■ ENTRIES PROVIDED
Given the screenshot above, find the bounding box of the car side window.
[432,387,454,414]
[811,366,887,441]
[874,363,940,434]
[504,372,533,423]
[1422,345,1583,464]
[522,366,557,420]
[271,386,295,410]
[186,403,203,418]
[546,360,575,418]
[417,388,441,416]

■ PROBLEM REQUIREMENTS
Each entry is to be retyped exactly as it appears.

■ EXERCISE SOLUTION
Given the screenshot above, find the bounding box of the car side window.
[432,387,454,414]
[811,366,887,441]
[874,363,940,434]
[504,372,533,423]
[1422,345,1583,464]
[522,366,557,420]
[271,386,295,410]
[186,403,203,418]
[546,360,575,418]
[417,388,441,416]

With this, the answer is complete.